(INFORMATION PROVIDED)

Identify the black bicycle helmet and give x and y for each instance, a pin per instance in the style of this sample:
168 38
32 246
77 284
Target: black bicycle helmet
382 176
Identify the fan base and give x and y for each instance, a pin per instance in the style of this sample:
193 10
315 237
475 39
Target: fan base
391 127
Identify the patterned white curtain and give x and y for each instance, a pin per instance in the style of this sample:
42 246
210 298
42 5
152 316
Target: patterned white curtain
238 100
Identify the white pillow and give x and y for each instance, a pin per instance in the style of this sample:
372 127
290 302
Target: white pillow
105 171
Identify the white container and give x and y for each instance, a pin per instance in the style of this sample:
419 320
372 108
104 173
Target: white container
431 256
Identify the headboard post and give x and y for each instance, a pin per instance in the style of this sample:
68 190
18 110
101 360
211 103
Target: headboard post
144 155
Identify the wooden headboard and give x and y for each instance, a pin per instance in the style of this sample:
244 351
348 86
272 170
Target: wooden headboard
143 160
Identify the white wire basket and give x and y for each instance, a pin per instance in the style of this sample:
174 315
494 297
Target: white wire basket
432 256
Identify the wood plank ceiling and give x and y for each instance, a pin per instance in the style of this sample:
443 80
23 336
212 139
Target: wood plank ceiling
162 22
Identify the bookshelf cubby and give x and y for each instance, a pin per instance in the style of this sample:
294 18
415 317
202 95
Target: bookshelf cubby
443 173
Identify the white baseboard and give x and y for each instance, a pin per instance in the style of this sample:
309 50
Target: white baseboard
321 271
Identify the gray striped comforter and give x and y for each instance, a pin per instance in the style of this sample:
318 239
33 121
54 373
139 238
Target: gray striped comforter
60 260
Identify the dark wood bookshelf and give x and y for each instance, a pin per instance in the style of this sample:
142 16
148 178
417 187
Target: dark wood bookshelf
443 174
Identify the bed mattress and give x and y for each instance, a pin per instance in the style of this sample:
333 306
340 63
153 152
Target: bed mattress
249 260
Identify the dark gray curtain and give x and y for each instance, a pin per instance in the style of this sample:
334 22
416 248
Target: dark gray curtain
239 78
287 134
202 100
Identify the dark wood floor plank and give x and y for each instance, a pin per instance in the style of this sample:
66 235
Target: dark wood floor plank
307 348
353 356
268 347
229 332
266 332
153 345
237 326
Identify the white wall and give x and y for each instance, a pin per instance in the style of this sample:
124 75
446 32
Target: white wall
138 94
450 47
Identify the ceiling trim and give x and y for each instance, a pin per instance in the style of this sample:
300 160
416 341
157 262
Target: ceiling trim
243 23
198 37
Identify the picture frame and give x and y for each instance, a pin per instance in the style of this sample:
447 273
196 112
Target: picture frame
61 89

(End INFORMATION PROVIDED)

■ **EXERCISE**:
Reproduce the records above exactly as they appear.

■ **EXERCISE OUTPUT**:
Identify the black bicycle helmet and give x and y for each instance, a pin per instance in the style of this sample:
168 38
32 246
77 284
Target: black bicycle helmet
382 176
Identify the fan base and give x and y for each instance, a pin per instance in the style of this sample:
193 10
315 237
475 39
Target: fan base
391 127
Identify the patterned white curtain and give x and y for each instance, a pin per instance in the style of this sample:
42 246
210 298
42 5
152 316
Target: patterned white curtain
238 100
Identify the white pillow and give x and y for each instance, a pin per instance in the style of this sample:
372 127
290 302
Target: white pillow
105 171
Identify the white container and give x and y for each instance, a pin per instance in the style of this sample:
419 320
372 108
104 173
Target: white container
431 256
Identify the headboard post and give x and y for each instance, a pin per instance in the style of this sample:
68 190
18 110
101 360
211 103
Target: headboard post
144 155
Identify the wooden headboard and give x and y for each instance, a pin per instance in the style of this sample:
244 351
348 86
272 170
Target: wooden headboard
143 160
Identify the white wire basket and give x and y for each instance, a pin per instance in the style of this sample:
174 315
494 297
Target: white wire basket
432 256
Identify the wood plank ceiling and give x and y for each instance, a pin per instance in the style of this sample:
443 80
23 336
212 139
Target: wood plank ceiling
162 22
Identify the bookshelf cubby and give x and y for each instance, a pin per instance in the style of this sample:
294 18
415 317
202 95
Target: bookshelf cubby
443 173
Identify the white baseboard and give x and y for each instance, a pin per instance in the style of this sample:
309 50
Target: white baseboard
321 271
Identify the gray striped comforter and give x and y for each instance, a pin per instance in the style of this sample:
318 239
33 121
54 373
139 238
Target: gray striped comforter
60 260
Identify the dark wood bookshelf and give x and y for each instance, a pin per instance in the style of this sample:
142 16
148 178
417 187
Target: dark wood bookshelf
443 174
Identify the bed mattress and give x and y for each instance, a pin per instance in the style of this sample:
333 306
340 63
153 152
Target: bed mattress
249 260
Identify the dark gray curtain and give x and y for each instance, a pin per instance in the style of this sample:
334 22
416 248
Target: dark gray curtain
239 78
287 134
202 100
Identify the dark wood floor plank and give x and y for each instance, a pin per instance in the style of this sample:
66 235
Target: dark wood floor plank
307 348
353 356
268 347
229 332
266 332
153 345
237 326
Identify the white wall and give x and y for each instance, a pin per instance in the style of this sample:
124 75
446 32
Target: white wall
138 94
450 47
Identify the ceiling trim and give x and y for each instance, a pin per instance in the style of this sample:
300 160
416 341
157 262
Target: ceiling trim
243 23
198 37
Identify the picture frame and give x and y for each instance, a pin per instance in the style of this sample:
447 273
196 112
Target: picture frame
61 89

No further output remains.